**DATASET CONTENT**
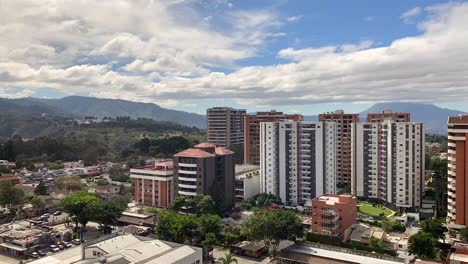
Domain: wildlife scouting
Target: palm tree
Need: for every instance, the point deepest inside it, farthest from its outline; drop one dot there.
(227, 259)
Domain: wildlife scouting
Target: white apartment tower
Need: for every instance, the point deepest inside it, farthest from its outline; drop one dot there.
(225, 126)
(388, 162)
(298, 160)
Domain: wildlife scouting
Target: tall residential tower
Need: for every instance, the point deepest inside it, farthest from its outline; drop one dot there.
(388, 162)
(298, 160)
(457, 212)
(343, 122)
(252, 132)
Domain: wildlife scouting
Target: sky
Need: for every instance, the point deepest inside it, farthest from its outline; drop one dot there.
(295, 56)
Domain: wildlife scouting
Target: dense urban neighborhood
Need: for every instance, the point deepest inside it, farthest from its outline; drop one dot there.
(263, 187)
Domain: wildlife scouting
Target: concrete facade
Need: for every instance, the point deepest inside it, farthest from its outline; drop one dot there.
(225, 126)
(205, 169)
(343, 122)
(298, 160)
(252, 132)
(457, 180)
(333, 214)
(154, 183)
(388, 162)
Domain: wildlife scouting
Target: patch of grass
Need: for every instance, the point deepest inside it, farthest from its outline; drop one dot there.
(373, 210)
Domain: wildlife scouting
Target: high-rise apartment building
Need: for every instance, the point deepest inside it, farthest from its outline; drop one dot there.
(457, 209)
(252, 132)
(332, 214)
(388, 162)
(153, 184)
(225, 126)
(205, 169)
(387, 115)
(344, 122)
(298, 160)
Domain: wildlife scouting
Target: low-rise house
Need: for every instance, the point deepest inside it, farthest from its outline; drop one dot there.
(20, 239)
(332, 214)
(140, 219)
(28, 189)
(362, 233)
(248, 248)
(104, 191)
(127, 249)
(247, 181)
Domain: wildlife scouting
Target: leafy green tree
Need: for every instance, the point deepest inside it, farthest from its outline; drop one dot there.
(227, 259)
(69, 183)
(433, 227)
(108, 211)
(41, 189)
(210, 224)
(176, 227)
(422, 245)
(82, 206)
(273, 226)
(233, 234)
(11, 197)
(393, 226)
(198, 205)
(37, 204)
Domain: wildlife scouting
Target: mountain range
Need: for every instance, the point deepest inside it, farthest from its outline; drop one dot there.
(434, 117)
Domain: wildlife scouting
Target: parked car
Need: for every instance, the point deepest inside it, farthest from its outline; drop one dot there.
(54, 248)
(67, 244)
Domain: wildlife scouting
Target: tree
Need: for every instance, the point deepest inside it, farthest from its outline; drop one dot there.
(107, 212)
(41, 189)
(228, 259)
(69, 183)
(273, 226)
(37, 204)
(433, 227)
(422, 245)
(82, 206)
(11, 197)
(198, 205)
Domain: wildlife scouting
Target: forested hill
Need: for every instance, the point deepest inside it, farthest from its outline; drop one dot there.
(98, 107)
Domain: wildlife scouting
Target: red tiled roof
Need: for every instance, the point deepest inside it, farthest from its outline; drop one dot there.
(205, 145)
(196, 153)
(223, 151)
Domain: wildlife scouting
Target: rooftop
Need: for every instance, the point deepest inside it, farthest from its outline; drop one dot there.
(458, 119)
(244, 168)
(331, 199)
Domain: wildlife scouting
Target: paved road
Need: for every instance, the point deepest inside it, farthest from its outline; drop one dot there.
(219, 252)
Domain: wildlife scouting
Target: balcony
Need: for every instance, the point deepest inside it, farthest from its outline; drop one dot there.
(187, 172)
(188, 186)
(187, 179)
(188, 165)
(187, 193)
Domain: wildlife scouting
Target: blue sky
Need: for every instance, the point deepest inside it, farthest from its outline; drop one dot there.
(296, 56)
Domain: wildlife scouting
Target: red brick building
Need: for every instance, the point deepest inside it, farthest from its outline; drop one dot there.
(457, 208)
(153, 184)
(332, 214)
(252, 132)
(388, 115)
(343, 122)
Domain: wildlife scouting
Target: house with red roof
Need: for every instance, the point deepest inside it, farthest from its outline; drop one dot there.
(205, 169)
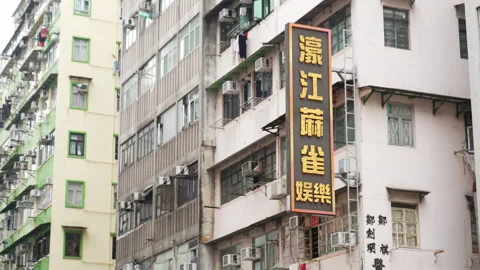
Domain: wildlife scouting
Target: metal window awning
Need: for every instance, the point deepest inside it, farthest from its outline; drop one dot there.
(274, 125)
(437, 100)
(421, 193)
(243, 66)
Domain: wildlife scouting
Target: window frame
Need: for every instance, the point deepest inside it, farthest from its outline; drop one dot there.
(406, 208)
(82, 205)
(89, 44)
(80, 249)
(395, 10)
(70, 132)
(400, 120)
(82, 12)
(72, 85)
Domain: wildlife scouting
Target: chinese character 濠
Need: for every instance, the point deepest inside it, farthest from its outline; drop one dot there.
(382, 220)
(371, 233)
(384, 249)
(310, 50)
(313, 161)
(370, 220)
(303, 81)
(378, 264)
(322, 193)
(311, 122)
(304, 191)
(371, 248)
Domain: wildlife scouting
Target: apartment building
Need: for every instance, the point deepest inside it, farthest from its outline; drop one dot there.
(59, 113)
(204, 144)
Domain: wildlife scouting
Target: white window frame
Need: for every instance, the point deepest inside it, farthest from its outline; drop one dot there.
(404, 224)
(401, 118)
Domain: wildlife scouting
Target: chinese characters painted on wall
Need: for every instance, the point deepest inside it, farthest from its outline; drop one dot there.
(309, 115)
(372, 247)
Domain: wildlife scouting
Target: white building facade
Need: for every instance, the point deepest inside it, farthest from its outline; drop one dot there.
(407, 153)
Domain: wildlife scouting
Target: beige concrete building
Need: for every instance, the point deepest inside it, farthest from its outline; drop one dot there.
(59, 113)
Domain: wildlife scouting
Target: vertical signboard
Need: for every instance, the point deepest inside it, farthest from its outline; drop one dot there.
(309, 120)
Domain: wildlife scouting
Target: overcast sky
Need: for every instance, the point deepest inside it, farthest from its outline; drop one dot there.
(7, 7)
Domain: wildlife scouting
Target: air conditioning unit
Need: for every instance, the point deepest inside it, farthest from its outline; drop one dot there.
(343, 239)
(125, 205)
(138, 197)
(145, 6)
(44, 94)
(296, 222)
(8, 258)
(251, 169)
(251, 254)
(230, 260)
(188, 266)
(262, 65)
(278, 189)
(35, 193)
(227, 15)
(179, 171)
(49, 181)
(128, 23)
(229, 88)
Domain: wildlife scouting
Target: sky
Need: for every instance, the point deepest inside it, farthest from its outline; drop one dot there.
(7, 7)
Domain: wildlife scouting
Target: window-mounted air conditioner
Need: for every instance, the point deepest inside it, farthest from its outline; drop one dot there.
(262, 64)
(188, 266)
(230, 260)
(343, 239)
(227, 15)
(251, 254)
(229, 88)
(278, 189)
(128, 23)
(251, 169)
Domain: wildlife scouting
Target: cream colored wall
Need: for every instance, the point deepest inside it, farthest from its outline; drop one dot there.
(100, 122)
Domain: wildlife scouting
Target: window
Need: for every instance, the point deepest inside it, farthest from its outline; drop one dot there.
(164, 198)
(462, 30)
(128, 153)
(168, 57)
(400, 124)
(116, 146)
(187, 187)
(148, 76)
(75, 197)
(82, 7)
(269, 245)
(189, 109)
(340, 139)
(129, 89)
(469, 131)
(130, 36)
(234, 185)
(473, 224)
(114, 248)
(77, 144)
(79, 96)
(146, 140)
(283, 70)
(189, 37)
(396, 28)
(339, 22)
(262, 8)
(230, 250)
(81, 50)
(405, 225)
(231, 107)
(73, 245)
(166, 4)
(166, 125)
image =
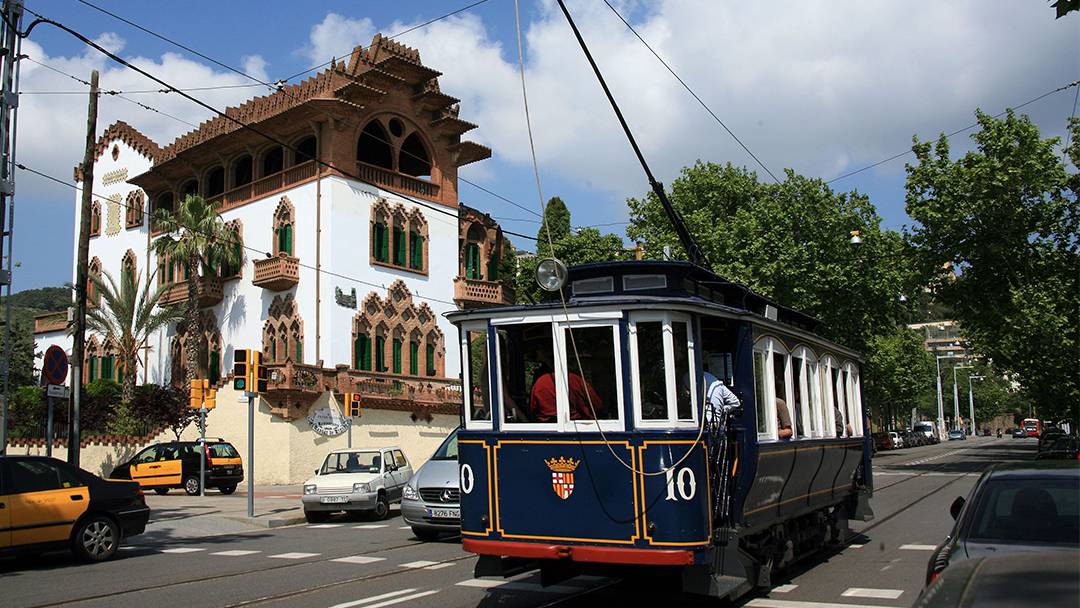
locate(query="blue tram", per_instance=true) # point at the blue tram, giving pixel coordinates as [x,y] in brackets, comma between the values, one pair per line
[586,445]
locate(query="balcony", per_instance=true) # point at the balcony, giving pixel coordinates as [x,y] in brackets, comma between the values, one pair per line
[277,273]
[399,181]
[264,187]
[208,289]
[473,293]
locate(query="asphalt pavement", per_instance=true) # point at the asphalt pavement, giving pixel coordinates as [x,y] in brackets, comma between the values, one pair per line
[203,552]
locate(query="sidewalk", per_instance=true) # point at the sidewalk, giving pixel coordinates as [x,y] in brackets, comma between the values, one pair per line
[177,516]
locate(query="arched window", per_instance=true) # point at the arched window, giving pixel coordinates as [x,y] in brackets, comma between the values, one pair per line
[305,150]
[215,181]
[133,208]
[414,159]
[283,228]
[273,161]
[242,171]
[374,146]
[95,218]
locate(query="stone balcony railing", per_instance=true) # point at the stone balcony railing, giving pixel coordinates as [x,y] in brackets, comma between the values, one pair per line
[293,387]
[277,273]
[208,289]
[472,293]
[399,181]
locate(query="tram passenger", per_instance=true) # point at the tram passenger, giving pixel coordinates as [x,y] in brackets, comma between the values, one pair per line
[783,420]
[542,399]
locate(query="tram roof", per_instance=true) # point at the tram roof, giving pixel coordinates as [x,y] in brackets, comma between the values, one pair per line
[651,281]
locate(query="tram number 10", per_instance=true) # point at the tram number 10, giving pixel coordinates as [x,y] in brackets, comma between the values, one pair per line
[683,484]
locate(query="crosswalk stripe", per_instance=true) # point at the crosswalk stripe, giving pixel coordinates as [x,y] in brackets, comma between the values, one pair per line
[295,555]
[875,593]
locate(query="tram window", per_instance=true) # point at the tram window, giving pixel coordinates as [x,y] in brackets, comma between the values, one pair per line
[684,397]
[651,369]
[527,359]
[592,386]
[480,401]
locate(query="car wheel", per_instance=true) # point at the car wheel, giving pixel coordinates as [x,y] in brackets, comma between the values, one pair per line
[424,534]
[96,539]
[191,485]
[381,508]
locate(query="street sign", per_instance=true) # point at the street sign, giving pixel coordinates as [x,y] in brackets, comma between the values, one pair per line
[58,391]
[54,366]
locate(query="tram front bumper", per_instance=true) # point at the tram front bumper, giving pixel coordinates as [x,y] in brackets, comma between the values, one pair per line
[580,553]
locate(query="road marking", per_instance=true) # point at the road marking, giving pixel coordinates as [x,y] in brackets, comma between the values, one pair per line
[514,585]
[420,564]
[767,603]
[294,555]
[359,559]
[875,593]
[784,589]
[373,598]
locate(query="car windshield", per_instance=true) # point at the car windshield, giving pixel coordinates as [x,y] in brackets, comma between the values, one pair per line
[1033,511]
[352,462]
[449,448]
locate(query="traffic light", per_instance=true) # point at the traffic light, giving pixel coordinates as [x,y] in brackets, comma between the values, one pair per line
[240,369]
[352,405]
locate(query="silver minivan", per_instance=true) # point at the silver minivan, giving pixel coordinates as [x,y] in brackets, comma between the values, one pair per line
[430,499]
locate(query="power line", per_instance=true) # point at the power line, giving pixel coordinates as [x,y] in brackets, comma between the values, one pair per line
[279,85]
[957,132]
[690,91]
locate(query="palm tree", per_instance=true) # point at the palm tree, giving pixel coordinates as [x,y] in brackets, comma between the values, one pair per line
[198,238]
[127,319]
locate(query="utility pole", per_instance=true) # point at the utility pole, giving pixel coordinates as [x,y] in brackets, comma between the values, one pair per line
[75,437]
[10,45]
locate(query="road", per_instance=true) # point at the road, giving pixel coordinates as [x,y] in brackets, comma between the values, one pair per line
[362,564]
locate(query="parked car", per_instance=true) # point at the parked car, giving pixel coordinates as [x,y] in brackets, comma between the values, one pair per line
[1065,447]
[1026,579]
[46,503]
[362,480]
[1016,508]
[176,464]
[430,500]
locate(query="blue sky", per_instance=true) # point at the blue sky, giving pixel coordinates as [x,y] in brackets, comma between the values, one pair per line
[823,88]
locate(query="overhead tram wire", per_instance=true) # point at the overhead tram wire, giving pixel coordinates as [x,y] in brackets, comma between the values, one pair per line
[690,91]
[260,253]
[959,131]
[278,86]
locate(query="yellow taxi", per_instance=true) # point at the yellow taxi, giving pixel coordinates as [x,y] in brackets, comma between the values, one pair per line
[46,503]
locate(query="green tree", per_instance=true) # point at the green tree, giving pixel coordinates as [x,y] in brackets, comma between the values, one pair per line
[1006,216]
[197,237]
[127,318]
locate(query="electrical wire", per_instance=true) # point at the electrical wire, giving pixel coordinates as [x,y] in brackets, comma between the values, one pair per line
[692,94]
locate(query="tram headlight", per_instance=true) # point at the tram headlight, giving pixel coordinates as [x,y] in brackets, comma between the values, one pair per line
[551,274]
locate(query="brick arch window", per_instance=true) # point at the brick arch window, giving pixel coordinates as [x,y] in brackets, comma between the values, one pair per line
[95,218]
[284,220]
[93,295]
[133,208]
[396,336]
[283,332]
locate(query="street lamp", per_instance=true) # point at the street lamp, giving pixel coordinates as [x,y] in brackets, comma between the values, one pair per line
[941,404]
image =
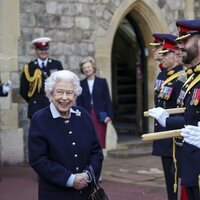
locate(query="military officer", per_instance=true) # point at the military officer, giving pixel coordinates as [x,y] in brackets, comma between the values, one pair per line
[189,44]
[174,77]
[166,87]
[5,88]
[34,75]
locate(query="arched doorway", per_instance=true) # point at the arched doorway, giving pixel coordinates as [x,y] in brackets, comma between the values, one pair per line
[128,78]
[145,18]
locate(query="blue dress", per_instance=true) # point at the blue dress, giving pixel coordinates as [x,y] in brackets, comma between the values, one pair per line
[59,147]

**WHAT YOU ARE ASKED TO DO**
Would you set down only the lines above from the line with "Target: house with red roof" to the line with "Target: overcast sky", both included, exactly as they stand and without the pictures?

**RESULT BELOW**
Target: house with red roof
Need: for every instance, the point deepest inside it, farthest from its outline; drop one dot there.
(205, 169)
Domain: wildlife scouting
Target: metal window awning
Need: for every instance, the point deepest inside it, farthest from its outline; drop one dot there.
(274, 125)
(437, 100)
(421, 193)
(243, 66)
Domain: wildlife scouting
Target: window frame
Need: for every instance, the point deepest inside it, farthest from its outline; drop one dot there.
(406, 208)
(82, 205)
(89, 44)
(80, 249)
(395, 10)
(70, 132)
(400, 120)
(82, 12)
(72, 85)
Domain: wildlife scouting
Target: chinese character 濠
Need: for every instance, the point deepest inside it, farthest from its outline; drop one dot there.
(382, 220)
(371, 233)
(384, 249)
(310, 50)
(313, 161)
(370, 220)
(303, 81)
(378, 264)
(322, 193)
(311, 122)
(304, 191)
(371, 248)
Domain: wildlife scouting
Target: apartment building
Need: for every instance, the point deepest inside it, farthest from its outline; drop one dot there.
(59, 113)
(204, 144)
Domain: wildlife scouting
Target: white window frame
Need: for every instance, the point deepest inside it, farthest from its outline; drop one dot there.
(404, 224)
(401, 118)
Domain: wildlife scouting
Target: chinese characters painted on wall
Need: for every instance, the point deepest inside it, farthest from its outline; drop one dot there.
(309, 115)
(372, 247)
Domain: wildlife scouting
Target: white building facade
Need: for every instance, the point deepest inside it, farthest from its outline; drop one dot there.
(407, 153)
Domain: wildlife scouting
Target: beige concrete building
Need: for every instance, the point deepest inside it, farthest from its outline; drop one dot there.
(59, 113)
Domain: wildlife scouting
Target: vertical signboard
Need: for every instance, the point deepest inside it, farthest from its outline; drop one dot there.
(309, 120)
Domain: wildlife scouting
Target: overcast sky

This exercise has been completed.